DESCRIPTION OF THE TASK. Write down every entry below once more, exactly.

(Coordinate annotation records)
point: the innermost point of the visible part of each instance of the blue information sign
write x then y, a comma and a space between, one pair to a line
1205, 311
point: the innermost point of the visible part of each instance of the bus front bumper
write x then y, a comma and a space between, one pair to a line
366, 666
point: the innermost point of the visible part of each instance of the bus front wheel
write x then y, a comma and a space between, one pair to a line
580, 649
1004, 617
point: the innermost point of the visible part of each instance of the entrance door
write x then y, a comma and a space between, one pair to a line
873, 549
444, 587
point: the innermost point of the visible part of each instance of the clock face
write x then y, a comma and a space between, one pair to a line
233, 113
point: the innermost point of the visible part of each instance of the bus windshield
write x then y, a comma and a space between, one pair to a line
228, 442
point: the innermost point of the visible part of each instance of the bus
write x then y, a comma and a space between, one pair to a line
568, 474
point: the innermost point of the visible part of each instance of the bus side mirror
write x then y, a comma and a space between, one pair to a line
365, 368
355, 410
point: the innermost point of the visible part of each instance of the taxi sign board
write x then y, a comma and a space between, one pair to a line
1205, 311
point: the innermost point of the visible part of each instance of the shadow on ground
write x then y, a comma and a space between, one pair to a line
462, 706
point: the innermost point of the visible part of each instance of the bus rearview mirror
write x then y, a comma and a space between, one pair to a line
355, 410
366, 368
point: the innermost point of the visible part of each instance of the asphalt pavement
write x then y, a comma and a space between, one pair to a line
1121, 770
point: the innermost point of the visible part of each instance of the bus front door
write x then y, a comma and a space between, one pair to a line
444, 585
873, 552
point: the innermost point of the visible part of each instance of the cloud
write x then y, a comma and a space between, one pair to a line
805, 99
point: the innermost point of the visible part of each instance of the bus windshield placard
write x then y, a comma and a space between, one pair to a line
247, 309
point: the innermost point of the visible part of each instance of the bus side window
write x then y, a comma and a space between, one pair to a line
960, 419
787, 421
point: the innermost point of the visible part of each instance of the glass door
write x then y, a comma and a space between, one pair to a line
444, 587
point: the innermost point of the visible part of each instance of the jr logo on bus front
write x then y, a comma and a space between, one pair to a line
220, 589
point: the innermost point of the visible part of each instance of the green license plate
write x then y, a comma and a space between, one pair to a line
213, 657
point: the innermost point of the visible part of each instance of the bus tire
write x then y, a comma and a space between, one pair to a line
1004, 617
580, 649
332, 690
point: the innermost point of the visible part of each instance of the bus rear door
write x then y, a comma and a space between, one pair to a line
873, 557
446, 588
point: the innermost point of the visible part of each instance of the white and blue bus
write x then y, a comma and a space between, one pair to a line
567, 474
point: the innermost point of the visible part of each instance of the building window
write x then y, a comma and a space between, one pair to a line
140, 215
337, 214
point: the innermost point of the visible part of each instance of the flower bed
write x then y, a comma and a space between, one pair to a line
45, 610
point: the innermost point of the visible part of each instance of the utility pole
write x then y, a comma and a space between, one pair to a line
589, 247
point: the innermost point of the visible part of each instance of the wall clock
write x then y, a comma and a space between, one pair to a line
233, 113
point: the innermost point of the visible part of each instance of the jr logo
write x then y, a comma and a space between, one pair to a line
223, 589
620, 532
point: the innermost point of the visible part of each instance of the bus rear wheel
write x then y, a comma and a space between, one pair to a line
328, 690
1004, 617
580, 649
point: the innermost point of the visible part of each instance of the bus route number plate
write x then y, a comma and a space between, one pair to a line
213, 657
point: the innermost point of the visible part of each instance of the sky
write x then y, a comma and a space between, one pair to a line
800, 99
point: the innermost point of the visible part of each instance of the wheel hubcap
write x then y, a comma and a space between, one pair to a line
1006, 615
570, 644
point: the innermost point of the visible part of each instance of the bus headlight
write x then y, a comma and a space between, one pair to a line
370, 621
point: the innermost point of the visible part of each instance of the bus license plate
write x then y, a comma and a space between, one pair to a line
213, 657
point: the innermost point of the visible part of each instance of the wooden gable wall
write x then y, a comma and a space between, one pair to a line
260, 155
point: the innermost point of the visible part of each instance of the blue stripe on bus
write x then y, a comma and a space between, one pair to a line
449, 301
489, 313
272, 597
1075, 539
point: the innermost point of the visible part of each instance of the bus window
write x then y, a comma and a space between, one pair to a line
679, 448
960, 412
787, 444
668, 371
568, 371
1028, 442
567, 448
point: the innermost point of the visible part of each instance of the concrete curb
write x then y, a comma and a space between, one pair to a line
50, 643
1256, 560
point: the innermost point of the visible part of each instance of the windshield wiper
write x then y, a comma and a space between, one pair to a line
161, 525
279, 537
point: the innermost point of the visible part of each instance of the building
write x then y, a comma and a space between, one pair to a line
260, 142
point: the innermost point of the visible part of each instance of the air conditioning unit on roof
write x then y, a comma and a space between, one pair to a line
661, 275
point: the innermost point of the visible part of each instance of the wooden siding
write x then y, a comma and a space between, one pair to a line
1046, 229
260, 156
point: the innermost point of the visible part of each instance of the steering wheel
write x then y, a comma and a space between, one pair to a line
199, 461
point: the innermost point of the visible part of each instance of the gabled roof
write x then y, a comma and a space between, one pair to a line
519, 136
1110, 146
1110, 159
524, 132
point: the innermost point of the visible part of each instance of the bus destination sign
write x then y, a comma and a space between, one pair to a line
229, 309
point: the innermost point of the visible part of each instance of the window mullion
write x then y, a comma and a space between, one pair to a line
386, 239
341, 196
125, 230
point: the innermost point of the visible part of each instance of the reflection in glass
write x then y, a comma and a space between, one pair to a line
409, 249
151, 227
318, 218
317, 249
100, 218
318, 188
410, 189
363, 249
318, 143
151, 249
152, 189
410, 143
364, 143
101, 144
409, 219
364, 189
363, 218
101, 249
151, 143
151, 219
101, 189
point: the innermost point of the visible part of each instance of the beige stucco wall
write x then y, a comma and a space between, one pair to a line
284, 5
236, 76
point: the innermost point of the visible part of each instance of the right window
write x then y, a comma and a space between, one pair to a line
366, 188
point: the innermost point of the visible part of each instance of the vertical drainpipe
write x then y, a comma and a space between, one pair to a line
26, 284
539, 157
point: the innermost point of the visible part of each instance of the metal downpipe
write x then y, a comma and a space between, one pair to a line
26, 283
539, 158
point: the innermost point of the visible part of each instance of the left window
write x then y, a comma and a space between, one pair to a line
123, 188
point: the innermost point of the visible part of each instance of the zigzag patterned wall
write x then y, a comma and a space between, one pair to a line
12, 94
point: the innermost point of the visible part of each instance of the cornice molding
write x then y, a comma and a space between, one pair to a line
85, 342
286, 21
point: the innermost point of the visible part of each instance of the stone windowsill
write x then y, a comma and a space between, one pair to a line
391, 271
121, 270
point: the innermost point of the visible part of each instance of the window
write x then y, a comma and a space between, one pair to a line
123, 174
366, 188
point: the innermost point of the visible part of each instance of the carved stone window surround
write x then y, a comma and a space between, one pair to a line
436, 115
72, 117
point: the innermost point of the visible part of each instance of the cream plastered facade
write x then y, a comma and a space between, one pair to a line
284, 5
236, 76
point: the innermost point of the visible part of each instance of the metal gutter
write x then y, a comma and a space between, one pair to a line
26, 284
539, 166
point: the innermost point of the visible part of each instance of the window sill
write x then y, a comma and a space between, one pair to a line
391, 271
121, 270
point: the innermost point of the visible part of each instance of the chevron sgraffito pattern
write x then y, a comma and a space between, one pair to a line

ANSWER TO THE EXERCISE.
point: the innermost point of the visible part of each instance of the blue information sign
write x then y, a comma and a space between, one pair to a line
1205, 311
point: the innermost point of the visible part of each instance of the bus front bumper
write x then y, a comma and a space between, one pair to a line
366, 666
point: the innermost point of the visible part of each instance of the bus front wheel
write x then y, a comma and a space between, one pair to a line
580, 649
1004, 617
point: the innermost point of the visible part of each instance of the entrance door
write x then y, a comma and a space between, one pair to a line
873, 549
444, 587
point: the innermost point of the visible part of each instance of the clock face
write x then y, a comma and a space between, one pair to a line
233, 113
point: the innermost point of the visible part of each instance of the bus windshield
write x then y, a comma and a space between, one pair to a line
228, 442
point: the innermost point of the visible part of each instance of the bus
write x then y, a comma and a space between, one pair to a line
568, 474
point: the innermost point of the visible part of each instance of the bus side mirror
write x then y, a comma and a space between, one pair to a line
365, 368
355, 410
point: the innermost point of the visible part of each instance of the taxi sign board
write x then y, a comma and a space between, one pair to a line
1205, 311
point: the innermost point of the visible part of each instance of the shadow on ground
write x then y, a comma and a space between, one pair to a line
462, 706
point: the innermost point of the visible part of each instance of the bus rearview mirror
write x then y, a comma and a space between, one pair to a line
355, 410
366, 368
point: the innermost point of the visible part of each instance of the asphalt pavement
write x then y, a comma and a space between, one pair to a line
1121, 770
point: the innermost point of the visible part of each instance of the bus front door
write x then y, a comma and a space between, one pair to a line
444, 585
873, 552
point: the innermost point of the visible part of each instance of the cloud
write x then y, a comma and a space between, one pair to a line
805, 99
point: the innermost point of the visible part of each instance of the bus windshield placard
write x then y, a comma and a space between, one pair to a line
247, 309
point: the innermost point of the visible part of each instance of the bus side window
write x then y, a comma and a space between, one pair to a line
960, 419
787, 421
point: the innermost point of the visible part of each instance of the glass door
write x then y, a comma and a space between, one pair to a line
444, 587
point: the innermost point of the visible part of each instance of the jr logo on bus front
write x then y, a comma and a space between, one pair to a line
220, 589
point: the innermost point of the visible part of each instance of the green license plate
write x then y, a comma and a space between, one pair to a line
213, 657
point: the innermost point of the visible part of each instance of the bus tire
write x then y, a comma and a space between, one pair to a line
1004, 617
580, 649
332, 690
point: the innermost point of the visible part of each instance of the bus rear door
write x then y, a comma and a space between, one pair to a line
873, 557
446, 588
point: the innermost point of the visible part of each instance of the white and blue bus
write x then y, a comma and a space between, one pair to a line
567, 474
point: the innermost point of the visible part of each instance of the building window
write x then y, a comma and a space between, one pair to a line
140, 215
337, 214
point: the innermost point of the visible part of each instance of the flower bed
write x then y, a comma and a space between, one pair to a line
45, 610
point: the innermost point of the visible part of each instance of the utility pole
write x then y, a comma and a space between, one pair to a line
589, 247
point: the innermost point of the visible part of each instance of the wall clock
write x then y, a comma and a space between, one pair to a line
233, 113
point: the innermost point of the visible part of each instance of the jr logo
write x then y, a comma and a space between, one pair to a line
223, 589
620, 532
point: the innermost point of the visible part of each instance of the bus rear wheel
write x then y, a comma and a space between, one pair to a line
328, 690
1004, 617
580, 649
point: the innermost point of the visible part of each instance of the bus route number plate
write x then y, a comma and a space between, one pair to a line
213, 657
point: the innermost point of the visible part of each instance of the sky
write x then y, a comma and a space between, one pair to a line
800, 99
point: the innermost point of the visible part of each instance of the wheel hubcap
write x then y, a comma and a space between, one pair to a line
1006, 615
570, 644
point: the innermost point of the visible part of each instance of the bus headlight
write x then y, a comma and a space between, one pair to a line
370, 621
point: the innermost point of the visible part of each instance of the bus license plate
write x then y, a comma and a space between, one pair to a line
213, 657
point: the innermost point of the visible part of each instance of the wooden gable wall
write x then y, a comma and a space between, one pair to a line
260, 155
point: the innermost point of the visible part of each instance of the blue stripe on bus
write x then y, a comma and a space between, one pair to a line
449, 301
489, 313
272, 597
1075, 539
point: the innermost point of the visible part of each instance of the bus window
write x then y, a comma and a space between, one pair to a line
679, 448
960, 412
787, 444
668, 371
568, 371
1028, 442
567, 448
point: the innermost point of the visible part of each instance of the concrete curb
write x then y, a comma and a space between, one pair to a line
50, 643
1256, 560
point: the innermost point of the visible part of each instance of the windshield wiper
write x then y, a comma and a space between, one pair to a line
161, 525
279, 537
point: the innermost point of the visible part of each instance of the building
write x then y, a comma and a space between, one pair to a line
260, 142
point: the innermost point of the visible part of each instance of the air conditioning unit on roof
write x then y, a comma and a space between, one pair to a line
661, 275
point: the innermost point of the visible part of each instance of the wooden siding
write x then y, a comma and a space between, one pair to a line
1046, 229
260, 156
point: the innermost point of the visible part of each instance of the steering wheel
write x then y, a comma and a space between, one pair to a line
199, 461
point: the innermost point of the visible part of each instance of the gabled roof
write x then y, a comma and a space between, one pair to a line
519, 136
1110, 146
1110, 159
524, 132
point: the innermost point of the visible part of each instance of the bus destination sign
write x then y, a comma and a space between, one pair to a line
229, 309
point: the innermost point of the visible part of each instance of the window mullion
write x then y, a comma and a space between, one pair to a line
386, 239
341, 196
125, 230
point: the innermost point of the visible part of each instance of the reflection in glass
write x then y, a comma and a space between, one pair to a line
409, 249
151, 227
318, 218
317, 249
100, 218
318, 188
410, 189
363, 249
318, 143
151, 249
152, 189
410, 143
364, 143
101, 144
409, 219
364, 189
363, 218
101, 249
151, 143
151, 219
101, 189
point: the innermost point of the visible part of each instance of the beige stucco wall
write x then y, a comma and a space between, one pair to a line
284, 5
236, 76
point: the innermost point of the visible part of each instance of the right window
write x then y, a comma and a space between, one pair to a line
366, 188
point: the innermost point of the visible part of each instance of the vertical drainpipe
write x then y, a comma and a space between, one pair to a line
26, 284
539, 157
point: the innermost point of the visible part of each instance of the metal downpipe
write x then y, a comma and a space between, one pair to a line
26, 283
539, 158
point: the innermost point of the visible part of each instance of the left window
write x then y, a comma and a space between, one pair to a line
123, 188
point: the innermost point of the visible part of each instance of the zigzag patterned wall
write x then y, a comma and a space between, one pair to a line
12, 94
point: the innermost point of the visible part of each instance of the cornice molding
write x then y, a comma and a space between, one pair to a line
85, 342
286, 21
point: the innermost point of the visible part of each instance of the stone windowsill
write x then y, a comma and a space between, one pair to a line
391, 271
121, 270
point: the innermost point of the visible part of each instance of the window
write x then y, a comma and a space between, one pair to a line
123, 174
366, 188
point: the innermost point of the visible part of each instance of the carved stone window surround
write x then y, a comma and a space between, one pair to a line
436, 115
72, 117
point: the innermost point of the visible part of each instance of the cream plastered facade
write x then y, a comma and a space between, one pair to a line
284, 5
236, 76
point: the innermost point of the visible part of each instance of the metal gutter
write x then y, a comma and a space between, one pair to a line
26, 284
539, 166
point: the innermost point of the visible part of each instance of the window sill
write x then y, a comma and a space between, one pair to a line
391, 271
121, 270
point: the innermost point of the visible part of each instance of the chevron sgraffito pattern
write x then y, a comma and a space between, one pair to a line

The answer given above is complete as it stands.